● 任務列表
1. 請列出下方關於杜新枝遭受攻擊的文章中出現的所有人名。
2. 將下方關於杜新枝遭受攻擊的文章中的這句話譯成英文:「罵戰無休,網友基於各自猜測的“真相”發表觀點,甚至展開攻擊,儘管目前此事仍在警方調查中。」
3. 接着下方關於杜新枝遭受攻擊的文章的結尾,往下續寫。
━━━ 文章原文
類似的說法不一而足,還有人稱當初姚策從杭州轉院去北京治療,其實是杜新枝爲爭奪財產的刻意安排;甚至郭威女兒的相貌,也會成爲杜新枝偷孩子的證據。接着,就是對杜新枝鋪天蓋地的謾罵,再給她起各種綽號。

攻擊不僅僅停留在網絡上,還有很多人直接給杜新枝打電話、發短信,痛斥她“不該偷別人孩子”。今年3月中旬的一天下午,杜新枝正在杭州一家醫院照顧姚策。有人連續不斷地給她打電話,看着號碼陌生,她最初沒接。

在對方多次撥打之後,杜新枝接聽了電話,對方劈頭蓋臉就是一頓痛罵:“你爲什麼偷別人孩子,還要貪別人的錢,霸佔別人的房子,你個不要臉的,怎麼還不去死!”

而面對一些相對溫和的質問,她想嘗試跟對方解釋,但由於對事物的理解和認知不同,雙方很難說到一起。丈夫郭希寬看到這一幕,只是無奈地重複:“算了,別說那麼多,說那麼多也不起作用,等官司打下來就清楚了。”

類似這樣的攻擊,還出現在姚策及其妻子熊磊,以及姚策的岳父母那裏。杜新枝難以理解:“都說‘夫妻本是同林鳥,大難臨頭各自飛’,姚策生病這麼久,熊磊一直在照顧,爲啥要這麼罵人家,尤其是姚策的岳父母,別人盡心盡力地照顧姚策,也被無緣無故地罵。”

罵戰無休,網友基於各自猜測的“真相”發表觀點,甚至展開攻擊,儘管目前此事仍在警方調查中。

除了當事人,報道此事的記者也被攻擊。北京一家媒體的記者,長時間跟蹤關注此事,得到了雙方家庭的信任。姚策去世之後,面對鋪天蓋地的謾罵,這名記者在自己的私人微博上發文,呼籲“不要再讓當事人受到無辜的傷害”,也被認爲是在幫助掩蓋真相,同樣遭到各種各樣的辱罵。
━━━━━━
━━━ 資料內容
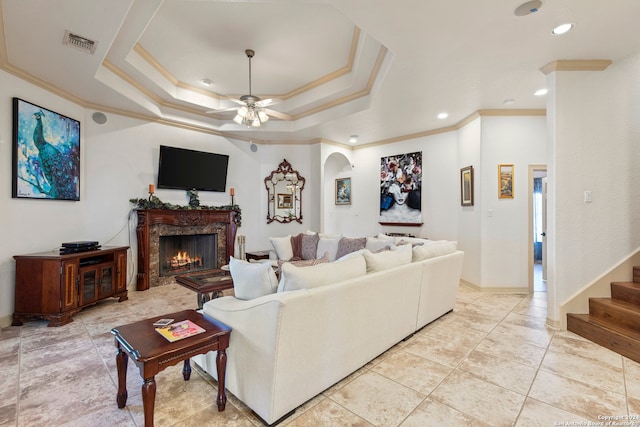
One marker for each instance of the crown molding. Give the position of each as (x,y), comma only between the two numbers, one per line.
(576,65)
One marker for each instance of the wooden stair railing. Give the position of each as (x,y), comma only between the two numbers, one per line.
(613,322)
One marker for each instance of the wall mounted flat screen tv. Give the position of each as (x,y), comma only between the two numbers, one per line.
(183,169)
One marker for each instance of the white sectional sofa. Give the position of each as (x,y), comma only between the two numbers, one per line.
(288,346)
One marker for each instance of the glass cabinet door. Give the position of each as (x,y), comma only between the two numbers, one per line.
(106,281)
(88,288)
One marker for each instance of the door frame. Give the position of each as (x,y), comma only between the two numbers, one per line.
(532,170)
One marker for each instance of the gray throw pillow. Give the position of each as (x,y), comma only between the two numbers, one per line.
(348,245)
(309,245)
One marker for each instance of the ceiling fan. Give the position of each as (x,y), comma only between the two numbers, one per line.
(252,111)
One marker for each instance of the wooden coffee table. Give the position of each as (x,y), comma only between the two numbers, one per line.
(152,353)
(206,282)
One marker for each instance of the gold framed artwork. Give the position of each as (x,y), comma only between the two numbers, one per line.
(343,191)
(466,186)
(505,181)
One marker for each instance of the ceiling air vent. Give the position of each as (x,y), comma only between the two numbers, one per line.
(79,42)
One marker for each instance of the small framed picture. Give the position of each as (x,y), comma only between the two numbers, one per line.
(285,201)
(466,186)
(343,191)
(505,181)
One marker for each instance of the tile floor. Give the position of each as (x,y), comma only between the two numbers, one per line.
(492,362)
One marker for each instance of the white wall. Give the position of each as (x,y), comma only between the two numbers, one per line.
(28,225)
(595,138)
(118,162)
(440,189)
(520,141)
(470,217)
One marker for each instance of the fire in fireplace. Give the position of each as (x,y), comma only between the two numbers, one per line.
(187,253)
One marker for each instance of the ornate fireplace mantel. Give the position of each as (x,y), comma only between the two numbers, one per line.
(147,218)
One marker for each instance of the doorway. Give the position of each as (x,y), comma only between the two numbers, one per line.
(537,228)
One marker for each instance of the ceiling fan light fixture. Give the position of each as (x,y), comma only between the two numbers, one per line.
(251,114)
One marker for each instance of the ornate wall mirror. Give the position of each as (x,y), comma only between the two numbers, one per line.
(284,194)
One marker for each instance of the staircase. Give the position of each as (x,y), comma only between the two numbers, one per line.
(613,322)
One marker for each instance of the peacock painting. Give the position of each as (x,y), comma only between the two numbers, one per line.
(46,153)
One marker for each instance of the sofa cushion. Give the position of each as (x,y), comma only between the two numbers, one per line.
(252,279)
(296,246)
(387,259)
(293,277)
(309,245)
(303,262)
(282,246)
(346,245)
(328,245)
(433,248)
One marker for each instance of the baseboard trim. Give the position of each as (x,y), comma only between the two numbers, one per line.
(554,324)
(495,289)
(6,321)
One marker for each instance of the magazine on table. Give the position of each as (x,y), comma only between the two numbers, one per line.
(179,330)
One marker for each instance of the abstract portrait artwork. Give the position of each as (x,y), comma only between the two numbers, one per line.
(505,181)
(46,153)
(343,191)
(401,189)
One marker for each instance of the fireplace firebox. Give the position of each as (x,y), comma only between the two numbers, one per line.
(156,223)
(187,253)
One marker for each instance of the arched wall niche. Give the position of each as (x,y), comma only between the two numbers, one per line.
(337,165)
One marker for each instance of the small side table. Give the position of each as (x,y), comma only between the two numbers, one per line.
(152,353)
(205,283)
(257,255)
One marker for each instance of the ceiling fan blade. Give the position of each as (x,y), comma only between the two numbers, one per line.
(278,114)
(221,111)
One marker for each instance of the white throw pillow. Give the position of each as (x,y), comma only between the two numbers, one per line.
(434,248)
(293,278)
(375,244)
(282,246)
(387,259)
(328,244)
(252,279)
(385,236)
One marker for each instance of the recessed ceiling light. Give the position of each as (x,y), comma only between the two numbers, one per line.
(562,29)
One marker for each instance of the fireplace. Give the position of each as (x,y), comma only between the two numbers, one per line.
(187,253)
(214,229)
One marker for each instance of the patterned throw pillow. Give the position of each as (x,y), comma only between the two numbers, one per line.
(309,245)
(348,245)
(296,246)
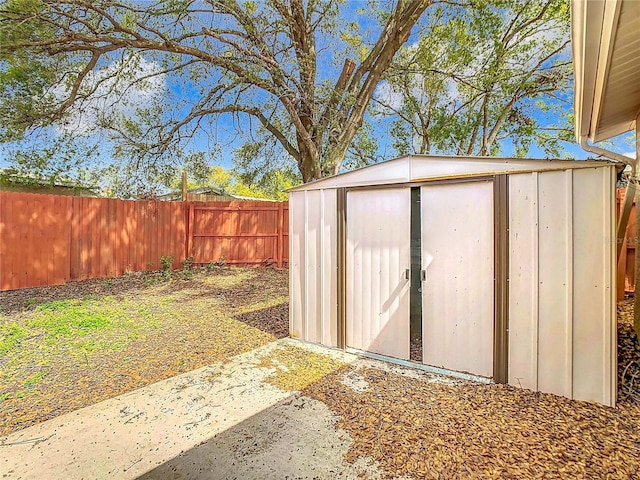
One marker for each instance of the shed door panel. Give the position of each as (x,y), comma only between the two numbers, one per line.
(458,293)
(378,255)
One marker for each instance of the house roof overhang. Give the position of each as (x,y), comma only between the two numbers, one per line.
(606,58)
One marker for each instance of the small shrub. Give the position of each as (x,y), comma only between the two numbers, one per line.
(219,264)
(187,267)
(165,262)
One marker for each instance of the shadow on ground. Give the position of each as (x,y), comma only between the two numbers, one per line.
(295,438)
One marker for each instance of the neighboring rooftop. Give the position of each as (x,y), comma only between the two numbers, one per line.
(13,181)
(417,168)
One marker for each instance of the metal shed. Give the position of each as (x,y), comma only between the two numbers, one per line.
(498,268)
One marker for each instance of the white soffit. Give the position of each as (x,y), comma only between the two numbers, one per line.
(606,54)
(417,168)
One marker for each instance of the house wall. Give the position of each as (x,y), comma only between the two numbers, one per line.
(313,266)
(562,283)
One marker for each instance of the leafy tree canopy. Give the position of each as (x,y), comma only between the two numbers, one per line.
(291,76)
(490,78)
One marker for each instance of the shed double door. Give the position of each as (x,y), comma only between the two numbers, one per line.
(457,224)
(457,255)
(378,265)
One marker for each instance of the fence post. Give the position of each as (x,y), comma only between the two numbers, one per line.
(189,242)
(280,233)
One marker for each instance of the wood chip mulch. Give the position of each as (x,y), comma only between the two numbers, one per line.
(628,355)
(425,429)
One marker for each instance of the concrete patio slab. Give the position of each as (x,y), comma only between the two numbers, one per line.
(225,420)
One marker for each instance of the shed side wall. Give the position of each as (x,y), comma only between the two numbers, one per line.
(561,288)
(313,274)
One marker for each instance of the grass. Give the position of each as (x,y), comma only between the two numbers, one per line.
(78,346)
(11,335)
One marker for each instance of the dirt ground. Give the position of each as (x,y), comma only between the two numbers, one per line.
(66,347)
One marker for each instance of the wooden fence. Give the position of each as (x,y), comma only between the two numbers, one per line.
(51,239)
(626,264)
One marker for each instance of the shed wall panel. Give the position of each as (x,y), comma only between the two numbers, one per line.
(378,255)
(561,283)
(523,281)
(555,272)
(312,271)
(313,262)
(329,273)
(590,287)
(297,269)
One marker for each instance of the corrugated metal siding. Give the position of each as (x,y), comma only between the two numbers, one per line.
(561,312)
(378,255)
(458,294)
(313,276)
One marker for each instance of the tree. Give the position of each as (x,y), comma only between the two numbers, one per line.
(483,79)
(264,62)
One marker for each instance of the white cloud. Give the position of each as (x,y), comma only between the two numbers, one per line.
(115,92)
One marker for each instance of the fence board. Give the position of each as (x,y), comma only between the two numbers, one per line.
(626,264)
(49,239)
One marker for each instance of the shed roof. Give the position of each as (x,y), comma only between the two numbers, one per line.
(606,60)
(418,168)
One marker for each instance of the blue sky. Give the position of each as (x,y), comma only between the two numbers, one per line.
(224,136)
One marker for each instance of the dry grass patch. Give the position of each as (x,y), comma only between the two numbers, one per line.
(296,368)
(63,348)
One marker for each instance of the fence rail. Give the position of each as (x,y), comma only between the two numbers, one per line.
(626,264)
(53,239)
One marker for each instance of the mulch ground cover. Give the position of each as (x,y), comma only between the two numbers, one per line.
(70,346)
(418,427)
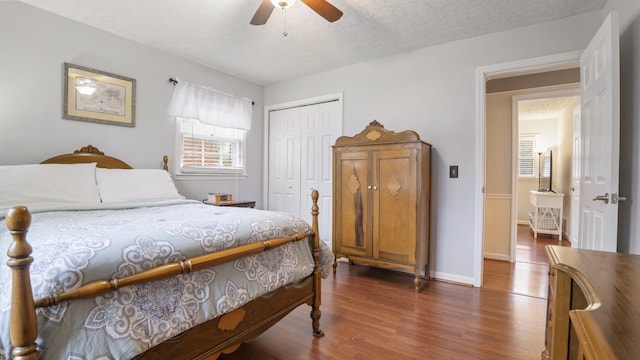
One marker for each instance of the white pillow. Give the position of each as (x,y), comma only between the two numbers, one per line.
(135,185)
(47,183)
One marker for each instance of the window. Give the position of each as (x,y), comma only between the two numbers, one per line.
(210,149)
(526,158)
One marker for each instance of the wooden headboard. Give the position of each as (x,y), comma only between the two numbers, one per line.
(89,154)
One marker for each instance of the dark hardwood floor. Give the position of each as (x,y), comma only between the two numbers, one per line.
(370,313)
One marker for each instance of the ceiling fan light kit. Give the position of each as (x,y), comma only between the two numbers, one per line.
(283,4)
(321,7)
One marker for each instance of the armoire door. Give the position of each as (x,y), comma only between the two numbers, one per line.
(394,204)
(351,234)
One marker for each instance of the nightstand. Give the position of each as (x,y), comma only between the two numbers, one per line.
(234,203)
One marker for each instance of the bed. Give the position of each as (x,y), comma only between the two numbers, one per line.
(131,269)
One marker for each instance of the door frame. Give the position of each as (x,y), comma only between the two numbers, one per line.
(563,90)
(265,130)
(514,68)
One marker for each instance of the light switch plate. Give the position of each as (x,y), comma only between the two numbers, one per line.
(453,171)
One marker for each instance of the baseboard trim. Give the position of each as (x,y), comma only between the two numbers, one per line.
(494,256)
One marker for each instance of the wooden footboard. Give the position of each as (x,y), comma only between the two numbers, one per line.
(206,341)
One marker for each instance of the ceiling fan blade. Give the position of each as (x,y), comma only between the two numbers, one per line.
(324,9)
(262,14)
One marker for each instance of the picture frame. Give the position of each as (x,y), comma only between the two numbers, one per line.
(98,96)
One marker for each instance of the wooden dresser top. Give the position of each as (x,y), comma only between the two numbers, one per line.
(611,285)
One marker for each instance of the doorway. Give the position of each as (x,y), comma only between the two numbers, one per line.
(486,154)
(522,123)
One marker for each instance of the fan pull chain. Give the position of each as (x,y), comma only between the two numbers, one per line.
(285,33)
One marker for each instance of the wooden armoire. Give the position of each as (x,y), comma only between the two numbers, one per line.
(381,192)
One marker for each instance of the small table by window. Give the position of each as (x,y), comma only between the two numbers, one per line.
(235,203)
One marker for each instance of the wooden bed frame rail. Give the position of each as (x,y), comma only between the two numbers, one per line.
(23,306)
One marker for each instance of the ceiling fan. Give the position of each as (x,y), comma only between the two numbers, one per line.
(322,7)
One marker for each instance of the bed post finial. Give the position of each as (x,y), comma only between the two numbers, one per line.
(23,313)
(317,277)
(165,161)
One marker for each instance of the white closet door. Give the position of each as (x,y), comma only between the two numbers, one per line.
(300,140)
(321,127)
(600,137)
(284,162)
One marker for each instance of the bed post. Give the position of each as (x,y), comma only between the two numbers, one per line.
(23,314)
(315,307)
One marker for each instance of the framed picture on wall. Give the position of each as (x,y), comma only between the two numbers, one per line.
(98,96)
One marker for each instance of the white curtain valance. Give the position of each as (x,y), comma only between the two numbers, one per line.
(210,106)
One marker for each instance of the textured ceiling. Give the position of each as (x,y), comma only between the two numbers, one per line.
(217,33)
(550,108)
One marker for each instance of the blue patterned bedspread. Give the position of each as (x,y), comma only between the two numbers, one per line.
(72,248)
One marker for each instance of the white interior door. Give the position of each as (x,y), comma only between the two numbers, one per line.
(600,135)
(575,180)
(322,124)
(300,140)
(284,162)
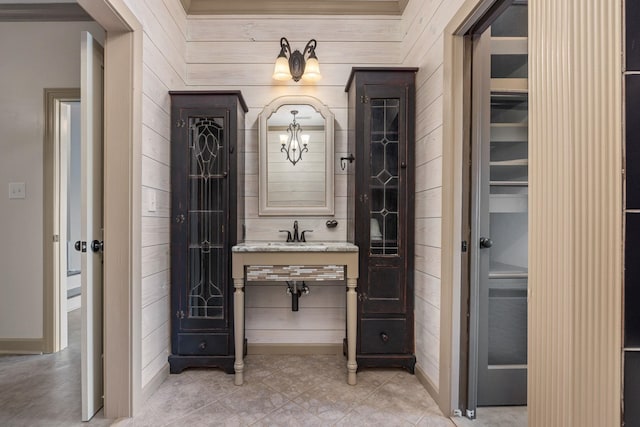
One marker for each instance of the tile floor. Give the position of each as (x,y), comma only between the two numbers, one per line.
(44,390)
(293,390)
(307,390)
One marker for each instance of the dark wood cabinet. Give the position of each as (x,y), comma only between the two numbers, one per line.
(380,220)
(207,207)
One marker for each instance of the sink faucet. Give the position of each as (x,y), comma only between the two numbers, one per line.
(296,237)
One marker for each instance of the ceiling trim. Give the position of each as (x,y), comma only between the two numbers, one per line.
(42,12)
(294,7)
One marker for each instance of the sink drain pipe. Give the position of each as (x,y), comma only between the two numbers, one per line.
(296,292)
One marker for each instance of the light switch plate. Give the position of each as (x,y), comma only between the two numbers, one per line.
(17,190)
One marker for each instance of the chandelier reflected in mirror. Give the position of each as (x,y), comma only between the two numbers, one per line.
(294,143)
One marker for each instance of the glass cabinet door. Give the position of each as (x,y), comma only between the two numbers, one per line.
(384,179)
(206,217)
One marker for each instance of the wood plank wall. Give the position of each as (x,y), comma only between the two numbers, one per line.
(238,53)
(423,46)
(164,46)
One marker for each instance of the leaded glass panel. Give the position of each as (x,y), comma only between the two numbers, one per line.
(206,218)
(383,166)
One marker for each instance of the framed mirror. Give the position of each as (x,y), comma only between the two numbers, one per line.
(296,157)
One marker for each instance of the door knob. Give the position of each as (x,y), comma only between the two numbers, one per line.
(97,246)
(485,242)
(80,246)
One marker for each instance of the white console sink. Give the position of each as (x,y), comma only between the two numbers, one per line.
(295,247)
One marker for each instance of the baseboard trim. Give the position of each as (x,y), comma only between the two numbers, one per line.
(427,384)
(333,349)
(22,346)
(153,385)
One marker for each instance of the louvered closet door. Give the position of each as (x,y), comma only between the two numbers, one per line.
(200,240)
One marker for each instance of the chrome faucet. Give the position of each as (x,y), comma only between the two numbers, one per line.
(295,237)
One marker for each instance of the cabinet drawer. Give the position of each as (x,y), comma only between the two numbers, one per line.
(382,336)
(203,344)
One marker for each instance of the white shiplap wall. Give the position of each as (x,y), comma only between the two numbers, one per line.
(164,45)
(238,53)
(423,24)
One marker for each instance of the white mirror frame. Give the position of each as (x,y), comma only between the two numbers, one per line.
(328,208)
━━━━━━
● 作答內容
1. 姚策、杜新枝、郭威、郭希寬、熊磊

2. The war of words goes on without end: netizens voice their views based on the "truth" each of them has guessed at, and even launch attacks, even though the matter is still under police investigation.

3.
甚至,謾罵不僅針對當事人,還存在於不同“陣營”的網友之間。有網友最初支持許敏,隨後又轉而支持杜新枝,因承受不住無休止的謾罵,繼而退出了罵戰。還有網友過度介入此事,而引發自己的家庭矛盾,最終同愛人離婚。

罵戰中,郭威的去留也是時常談及的一個話題。姚策去世之後,郭威就成了兩家唯一的兒子,郭威與哪對父母更爲親近,也是兩個家庭無法迴避的話題。

杜新枝對郭威的感情不言而喻,20多年來,心血都在其身上。儘管她還是願意一如既往地對待郭威,繼續在郭威身上傾注心血,但她不能確定郭威將來到底如何計劃,如果郭威真的離開自己,她則考慮將來去養老院。

許敏對此則表示,按社會倫理,都是親生父母跟親生孩子在一起。“我們跟姚策,他們跟郭威,這種收養關係不是故意收養,而是錯誤收養,應該自動解除。”她同時也表示:“以後他們(指杜新枝夫婦)要是有什麼事,郭威也不會不管的。”

“平靜、平靜、再平靜”

外界喧囂不止,作爲癌症病人的姚策,他早已不想面對。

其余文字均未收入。